EXERCISE REQUIREMENTS: Write out the data exactly as given, dropping every picture.

INFORMATION SHOWN:

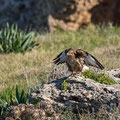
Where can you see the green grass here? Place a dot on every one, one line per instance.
(99, 77)
(32, 68)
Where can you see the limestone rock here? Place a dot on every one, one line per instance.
(85, 93)
(40, 111)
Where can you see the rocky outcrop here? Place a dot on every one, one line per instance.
(51, 14)
(81, 94)
(40, 111)
(85, 93)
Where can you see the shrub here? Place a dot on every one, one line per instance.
(99, 77)
(14, 40)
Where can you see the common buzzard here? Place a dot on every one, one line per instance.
(76, 59)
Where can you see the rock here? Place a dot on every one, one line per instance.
(85, 93)
(40, 111)
(51, 14)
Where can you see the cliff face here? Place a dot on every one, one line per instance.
(67, 14)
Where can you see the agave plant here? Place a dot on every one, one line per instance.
(14, 40)
(21, 97)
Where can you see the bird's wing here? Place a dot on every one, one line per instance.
(62, 57)
(89, 59)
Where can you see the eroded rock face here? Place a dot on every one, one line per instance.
(85, 93)
(50, 14)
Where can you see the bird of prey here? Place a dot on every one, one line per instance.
(76, 59)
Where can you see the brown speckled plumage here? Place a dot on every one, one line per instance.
(76, 59)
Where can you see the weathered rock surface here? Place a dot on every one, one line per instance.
(50, 14)
(85, 93)
(40, 111)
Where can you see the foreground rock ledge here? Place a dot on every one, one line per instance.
(85, 93)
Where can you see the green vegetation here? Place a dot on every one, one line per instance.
(14, 40)
(64, 85)
(32, 68)
(99, 77)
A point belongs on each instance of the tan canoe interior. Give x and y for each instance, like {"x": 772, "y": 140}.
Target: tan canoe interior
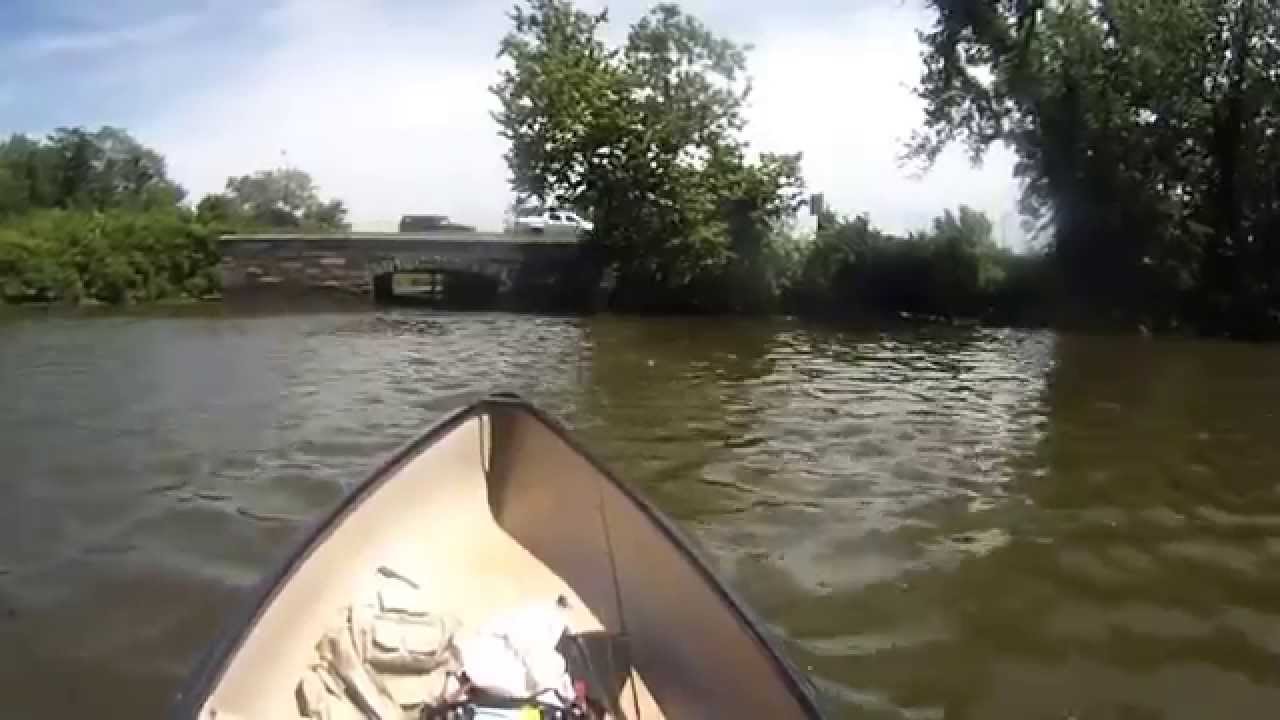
{"x": 498, "y": 513}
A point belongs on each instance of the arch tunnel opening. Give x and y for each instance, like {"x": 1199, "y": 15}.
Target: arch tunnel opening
{"x": 435, "y": 287}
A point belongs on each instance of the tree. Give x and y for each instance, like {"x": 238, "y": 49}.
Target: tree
{"x": 1144, "y": 132}
{"x": 82, "y": 169}
{"x": 284, "y": 197}
{"x": 645, "y": 141}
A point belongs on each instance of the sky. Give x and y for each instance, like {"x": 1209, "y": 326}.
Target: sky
{"x": 385, "y": 103}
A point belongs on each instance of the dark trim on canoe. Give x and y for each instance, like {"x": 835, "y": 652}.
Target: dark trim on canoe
{"x": 213, "y": 664}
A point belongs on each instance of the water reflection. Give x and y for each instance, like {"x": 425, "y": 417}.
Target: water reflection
{"x": 941, "y": 523}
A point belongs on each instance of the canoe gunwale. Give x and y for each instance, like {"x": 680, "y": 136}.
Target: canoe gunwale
{"x": 213, "y": 662}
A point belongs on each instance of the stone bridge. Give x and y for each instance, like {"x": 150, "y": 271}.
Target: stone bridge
{"x": 519, "y": 268}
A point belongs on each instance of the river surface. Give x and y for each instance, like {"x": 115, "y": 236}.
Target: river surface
{"x": 937, "y": 523}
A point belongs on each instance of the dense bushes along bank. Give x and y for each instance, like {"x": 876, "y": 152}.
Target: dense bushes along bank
{"x": 94, "y": 217}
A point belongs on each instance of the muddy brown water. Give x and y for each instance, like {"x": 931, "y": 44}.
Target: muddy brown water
{"x": 937, "y": 523}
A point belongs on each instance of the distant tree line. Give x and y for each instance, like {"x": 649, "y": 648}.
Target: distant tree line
{"x": 1147, "y": 135}
{"x": 1148, "y": 139}
{"x": 95, "y": 217}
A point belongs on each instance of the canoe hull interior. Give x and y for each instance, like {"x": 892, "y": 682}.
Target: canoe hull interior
{"x": 497, "y": 506}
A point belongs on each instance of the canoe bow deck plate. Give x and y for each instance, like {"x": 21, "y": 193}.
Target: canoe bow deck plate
{"x": 490, "y": 531}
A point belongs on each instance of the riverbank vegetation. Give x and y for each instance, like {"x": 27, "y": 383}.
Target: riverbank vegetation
{"x": 1146, "y": 135}
{"x": 94, "y": 217}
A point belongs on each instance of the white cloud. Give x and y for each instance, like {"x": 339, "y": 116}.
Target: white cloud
{"x": 389, "y": 109}
{"x": 44, "y": 45}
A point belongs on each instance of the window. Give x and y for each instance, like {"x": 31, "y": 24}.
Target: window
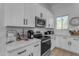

SOLVED PROBLEM:
Where can you see the green grass here? Place a dot on every one, one line per instance.
(99, 77)
(32, 68)
Where can you see the limestone rock here? Place a dot on every one, one line per instance.
(85, 93)
(40, 111)
Where can you see the rocky outcrop here? Place a dot on every one, one line per instance.
(51, 14)
(81, 94)
(40, 111)
(85, 93)
Where can you see the shrub here? Place a dot on every one, one line per instance.
(99, 77)
(14, 40)
Where can you see the common buzzard here? Place a dot on every one, one line per instance.
(76, 59)
Where can you see the rock here? Place a dot on every one, one line per instance.
(85, 93)
(40, 111)
(51, 14)
Where can you see the cliff face here? Place a dot on every one, one line per instance.
(67, 14)
Where can you see the agave plant here? Place a dot on every one, one line per instance.
(14, 40)
(21, 97)
Where can you see the bird's wing here? Place a dot on every one, one line per instance.
(62, 57)
(89, 59)
Where can you see the eroded rock face here? Place a dot on every one, one line per instance.
(85, 93)
(50, 14)
Where can you see the bird of prey here? Place a dot on every one, one line per instance.
(76, 59)
Where can you see the brown speckled plumage here? Place a dot on every one, one line per instance.
(76, 59)
Where can you see the weathered rock surface here? Place a dot on every one, one line per instance.
(50, 14)
(85, 93)
(40, 111)
Where can you see the foreground rock ledge here? Place a dot on every one, one line per instance.
(85, 93)
Where can you see the green vegetation here? Place a dot on every one, one line per instance.
(14, 40)
(64, 85)
(32, 68)
(99, 77)
A point belongs on each instance of the tan canoe interior. Give x and y for each instance, like {"x": 772, "y": 140}.
Target: tan canoe interior
{"x": 498, "y": 513}
A point belongs on each instance of the arch tunnel opening. Give x and y for each instance, like {"x": 1199, "y": 15}.
Target: arch tunnel opening
{"x": 435, "y": 287}
A point belongs on each instance of the tree. Give x and y for each instance, like {"x": 238, "y": 49}.
Target: tree
{"x": 1144, "y": 132}
{"x": 82, "y": 169}
{"x": 284, "y": 197}
{"x": 645, "y": 141}
A point belongs on each instance of the sky. Give x and y for each instance, like {"x": 1209, "y": 326}.
Target: sky
{"x": 385, "y": 103}
A point belongs on each instance of the dark trim on canoe. Give x and y for each instance, like {"x": 835, "y": 652}.
Target: dark trim on canoe
{"x": 213, "y": 664}
A point belongs on each instance of the water reflection. Give x and y for each instance, like {"x": 425, "y": 417}.
Target: water reflection
{"x": 941, "y": 523}
A point belongs on each instance of the canoe gunwale. Give x and y for each instance, like {"x": 680, "y": 136}.
Target: canoe gunwale
{"x": 213, "y": 662}
A point belongs on each instance of the stone bridge. Give x and y for each instance, like {"x": 150, "y": 271}.
Target: stone bridge
{"x": 519, "y": 268}
A point belongs on each instance of the river surface. Give x and y for each instance, like {"x": 115, "y": 236}.
Target: river surface
{"x": 937, "y": 523}
A point belongs on each instance of the dense bushes along bank. Give x and y for each instance, like {"x": 876, "y": 152}.
Target: dense bushes along bank
{"x": 94, "y": 217}
A point belongs on each instance of the muddy brown water. Give x and y for each instance, like {"x": 931, "y": 44}.
Target: muddy brown water
{"x": 937, "y": 523}
A point belongs on each instance of the distant tree line. Give x and y for each instance, like {"x": 649, "y": 648}.
Target: distant tree line
{"x": 1147, "y": 135}
{"x": 1148, "y": 139}
{"x": 95, "y": 217}
A point belongs on each instance of the canoe hull interior. Give x and y for each instance, like {"x": 892, "y": 682}.
Target: canoe hull interior
{"x": 497, "y": 506}
A point belongs on each instance of the canoe bow deck plate. Give x and y for each instance, like {"x": 21, "y": 193}.
Target: canoe bow deck plate
{"x": 490, "y": 531}
A point belongs on each instance of the riverbank vegetation. Give x and y for each instance, like {"x": 27, "y": 383}.
Target: riverbank vegetation
{"x": 1146, "y": 135}
{"x": 94, "y": 217}
A point belongs on each instance of the white cloud. Give x and y for each instance, like {"x": 339, "y": 116}.
Target: white cloud
{"x": 389, "y": 109}
{"x": 44, "y": 45}
A point belongs on each instance of the window. Give x and y for each instance, like {"x": 31, "y": 24}.
Target: window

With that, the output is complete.